Lay out the lines as a JSON list of strings, one string per line and blank lines omitted. Cover only the lines from the start of the records through the line containing "210], [398, 202]]", both ends included.

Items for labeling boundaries
####################
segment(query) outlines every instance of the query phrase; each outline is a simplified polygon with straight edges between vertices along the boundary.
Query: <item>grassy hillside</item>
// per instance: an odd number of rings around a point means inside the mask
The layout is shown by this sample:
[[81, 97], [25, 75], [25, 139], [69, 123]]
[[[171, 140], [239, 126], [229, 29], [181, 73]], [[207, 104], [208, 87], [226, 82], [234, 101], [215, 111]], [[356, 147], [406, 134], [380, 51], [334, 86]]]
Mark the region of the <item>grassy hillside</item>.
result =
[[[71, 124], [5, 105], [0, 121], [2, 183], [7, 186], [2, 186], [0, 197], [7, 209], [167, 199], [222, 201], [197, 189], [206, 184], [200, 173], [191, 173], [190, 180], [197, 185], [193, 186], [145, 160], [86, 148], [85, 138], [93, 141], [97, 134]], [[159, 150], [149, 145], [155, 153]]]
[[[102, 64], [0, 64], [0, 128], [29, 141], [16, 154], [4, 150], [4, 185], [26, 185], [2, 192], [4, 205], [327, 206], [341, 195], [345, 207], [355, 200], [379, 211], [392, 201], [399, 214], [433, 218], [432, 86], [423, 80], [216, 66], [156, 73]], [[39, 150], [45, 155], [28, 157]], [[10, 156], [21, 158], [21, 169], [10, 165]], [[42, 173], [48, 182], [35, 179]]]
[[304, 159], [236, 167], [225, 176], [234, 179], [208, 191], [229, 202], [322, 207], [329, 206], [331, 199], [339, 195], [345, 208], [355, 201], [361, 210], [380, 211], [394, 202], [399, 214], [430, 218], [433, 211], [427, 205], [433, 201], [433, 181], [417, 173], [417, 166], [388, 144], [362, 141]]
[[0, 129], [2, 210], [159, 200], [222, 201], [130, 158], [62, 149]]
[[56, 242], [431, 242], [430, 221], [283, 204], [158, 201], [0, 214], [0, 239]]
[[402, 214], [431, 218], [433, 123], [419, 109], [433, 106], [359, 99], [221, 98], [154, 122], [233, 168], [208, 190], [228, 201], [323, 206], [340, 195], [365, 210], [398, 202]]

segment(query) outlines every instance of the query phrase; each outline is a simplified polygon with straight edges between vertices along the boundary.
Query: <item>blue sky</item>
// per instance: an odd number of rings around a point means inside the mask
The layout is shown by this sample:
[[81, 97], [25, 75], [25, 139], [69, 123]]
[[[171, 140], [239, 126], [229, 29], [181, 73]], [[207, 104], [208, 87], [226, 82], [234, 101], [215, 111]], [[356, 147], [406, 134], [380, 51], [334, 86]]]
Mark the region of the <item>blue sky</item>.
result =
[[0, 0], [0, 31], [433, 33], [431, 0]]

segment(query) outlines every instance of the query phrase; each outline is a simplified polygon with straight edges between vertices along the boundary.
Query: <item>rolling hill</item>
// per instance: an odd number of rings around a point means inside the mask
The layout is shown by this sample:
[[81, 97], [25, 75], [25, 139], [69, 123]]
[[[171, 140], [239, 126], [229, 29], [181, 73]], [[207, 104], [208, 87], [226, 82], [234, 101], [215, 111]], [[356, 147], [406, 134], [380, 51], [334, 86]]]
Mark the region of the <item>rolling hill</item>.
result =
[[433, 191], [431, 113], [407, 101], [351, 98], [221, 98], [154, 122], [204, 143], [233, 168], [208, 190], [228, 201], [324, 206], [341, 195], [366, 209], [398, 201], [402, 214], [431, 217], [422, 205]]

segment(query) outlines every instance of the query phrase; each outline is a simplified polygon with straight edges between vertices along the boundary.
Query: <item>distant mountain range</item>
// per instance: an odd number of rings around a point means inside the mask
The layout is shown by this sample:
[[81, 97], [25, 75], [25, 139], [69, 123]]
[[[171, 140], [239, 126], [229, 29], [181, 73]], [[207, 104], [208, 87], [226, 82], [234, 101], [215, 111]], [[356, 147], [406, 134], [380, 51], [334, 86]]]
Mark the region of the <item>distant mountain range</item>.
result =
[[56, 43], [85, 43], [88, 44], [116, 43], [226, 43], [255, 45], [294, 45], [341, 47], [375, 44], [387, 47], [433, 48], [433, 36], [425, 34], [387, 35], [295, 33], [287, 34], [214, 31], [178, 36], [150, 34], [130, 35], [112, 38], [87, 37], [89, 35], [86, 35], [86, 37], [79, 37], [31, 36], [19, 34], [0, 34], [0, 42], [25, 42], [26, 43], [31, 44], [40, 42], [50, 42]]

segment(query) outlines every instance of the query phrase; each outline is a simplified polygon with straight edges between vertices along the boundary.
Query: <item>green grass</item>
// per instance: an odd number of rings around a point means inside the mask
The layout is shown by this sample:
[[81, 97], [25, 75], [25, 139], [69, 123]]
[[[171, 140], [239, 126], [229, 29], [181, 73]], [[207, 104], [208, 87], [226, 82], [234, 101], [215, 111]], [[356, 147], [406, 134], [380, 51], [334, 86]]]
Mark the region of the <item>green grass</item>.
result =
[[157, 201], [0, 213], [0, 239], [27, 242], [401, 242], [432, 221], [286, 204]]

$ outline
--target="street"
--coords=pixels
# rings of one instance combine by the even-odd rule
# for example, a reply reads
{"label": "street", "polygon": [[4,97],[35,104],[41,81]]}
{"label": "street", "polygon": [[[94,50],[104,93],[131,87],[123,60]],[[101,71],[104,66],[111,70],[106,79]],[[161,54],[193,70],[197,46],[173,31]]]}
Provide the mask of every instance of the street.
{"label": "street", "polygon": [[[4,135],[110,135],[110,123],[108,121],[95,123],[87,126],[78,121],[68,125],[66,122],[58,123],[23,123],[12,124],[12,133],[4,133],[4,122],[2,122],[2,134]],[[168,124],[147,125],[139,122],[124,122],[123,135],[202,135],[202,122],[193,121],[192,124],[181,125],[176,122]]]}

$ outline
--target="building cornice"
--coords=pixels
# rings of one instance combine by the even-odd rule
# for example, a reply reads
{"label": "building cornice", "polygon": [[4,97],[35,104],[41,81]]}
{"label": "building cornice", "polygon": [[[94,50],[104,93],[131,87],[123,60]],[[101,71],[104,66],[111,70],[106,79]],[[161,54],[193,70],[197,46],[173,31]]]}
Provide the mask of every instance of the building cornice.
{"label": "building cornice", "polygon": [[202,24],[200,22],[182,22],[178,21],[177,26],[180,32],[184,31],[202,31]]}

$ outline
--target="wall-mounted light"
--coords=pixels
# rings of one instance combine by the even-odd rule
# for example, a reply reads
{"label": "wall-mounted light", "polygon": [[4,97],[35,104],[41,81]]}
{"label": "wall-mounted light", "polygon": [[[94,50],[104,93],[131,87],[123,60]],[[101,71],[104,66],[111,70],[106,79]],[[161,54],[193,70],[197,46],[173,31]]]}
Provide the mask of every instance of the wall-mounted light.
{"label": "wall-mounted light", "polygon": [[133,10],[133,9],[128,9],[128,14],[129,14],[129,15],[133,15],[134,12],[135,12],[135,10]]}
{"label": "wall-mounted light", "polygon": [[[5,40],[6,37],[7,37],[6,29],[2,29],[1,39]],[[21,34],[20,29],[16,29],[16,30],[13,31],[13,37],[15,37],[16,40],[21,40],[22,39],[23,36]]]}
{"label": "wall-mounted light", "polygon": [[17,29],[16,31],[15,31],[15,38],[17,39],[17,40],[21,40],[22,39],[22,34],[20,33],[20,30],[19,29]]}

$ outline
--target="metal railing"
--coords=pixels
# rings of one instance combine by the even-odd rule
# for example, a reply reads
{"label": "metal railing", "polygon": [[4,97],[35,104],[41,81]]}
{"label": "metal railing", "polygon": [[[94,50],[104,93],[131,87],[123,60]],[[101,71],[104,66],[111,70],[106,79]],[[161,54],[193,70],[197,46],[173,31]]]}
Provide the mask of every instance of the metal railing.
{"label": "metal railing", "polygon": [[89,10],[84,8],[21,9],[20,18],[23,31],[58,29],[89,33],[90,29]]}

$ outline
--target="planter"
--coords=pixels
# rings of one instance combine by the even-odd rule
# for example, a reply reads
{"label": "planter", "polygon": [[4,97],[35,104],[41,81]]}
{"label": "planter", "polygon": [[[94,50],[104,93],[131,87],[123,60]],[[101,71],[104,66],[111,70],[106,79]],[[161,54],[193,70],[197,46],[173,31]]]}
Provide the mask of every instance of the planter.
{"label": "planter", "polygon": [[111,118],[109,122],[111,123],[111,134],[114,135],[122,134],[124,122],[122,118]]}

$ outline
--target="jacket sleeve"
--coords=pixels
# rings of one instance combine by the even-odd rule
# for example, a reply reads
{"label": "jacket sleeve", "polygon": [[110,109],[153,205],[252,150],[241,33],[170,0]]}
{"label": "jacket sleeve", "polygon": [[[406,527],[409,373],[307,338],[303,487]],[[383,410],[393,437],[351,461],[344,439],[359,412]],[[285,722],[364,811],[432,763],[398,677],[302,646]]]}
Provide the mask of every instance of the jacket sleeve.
####################
■ PROBLEM SOLUTION ■
[
  "segment(query) outlines every instance of the query phrase; each outline is a simplified polygon with straight edges between vertices along the boundary.",
  "Query: <item>grassy hillside</item>",
  "// per instance: an odd number of rings around a point means inside the mask",
  "The layout is shown by this sample:",
  "[[81, 97], [25, 75], [25, 139], [69, 123]]",
  "[[[171, 140], [239, 126], [229, 29], [181, 73]], [[207, 104], [208, 87], [226, 82], [234, 101], [215, 111]], [[356, 147], [406, 134], [380, 51], [334, 86]]]",
  "Mark the region of the <item>grassy hillside</item>.",
  "result =",
  "[[[71, 124], [5, 105], [0, 121], [2, 183], [7, 186], [2, 186], [0, 197], [7, 209], [167, 199], [222, 201], [197, 189], [206, 184], [200, 173], [191, 173], [190, 180], [197, 185], [193, 186], [145, 160], [86, 148], [85, 138], [93, 141], [97, 134]], [[159, 150], [149, 145], [155, 153]]]",
  "[[[102, 64], [0, 64], [0, 128], [29, 141], [16, 154], [4, 150], [4, 185], [26, 185], [2, 192], [4, 205], [327, 206], [341, 195], [345, 207], [355, 200], [379, 211], [392, 201], [399, 214], [433, 218], [432, 86], [423, 80], [216, 66], [156, 73]], [[39, 150], [45, 155], [28, 157]], [[10, 156], [21, 158], [21, 169], [10, 165]], [[42, 173], [48, 182], [35, 179]]]",
  "[[304, 159], [236, 167], [225, 176], [234, 179], [208, 191], [229, 202], [322, 207], [329, 206], [331, 199], [339, 195], [345, 208], [355, 201], [361, 210], [380, 211], [394, 202], [399, 214], [430, 218], [433, 211], [427, 205], [433, 201], [433, 181], [417, 173], [417, 166], [388, 144], [362, 141]]",
  "[[0, 129], [2, 210], [159, 200], [222, 201], [130, 158], [62, 149]]",
  "[[56, 242], [431, 242], [430, 221], [283, 204], [158, 201], [0, 214], [0, 239]]",
  "[[402, 214], [431, 218], [433, 123], [419, 109], [433, 106], [359, 99], [221, 98], [154, 122], [233, 168], [208, 190], [228, 201], [323, 206], [340, 195], [365, 210], [398, 202]]"
]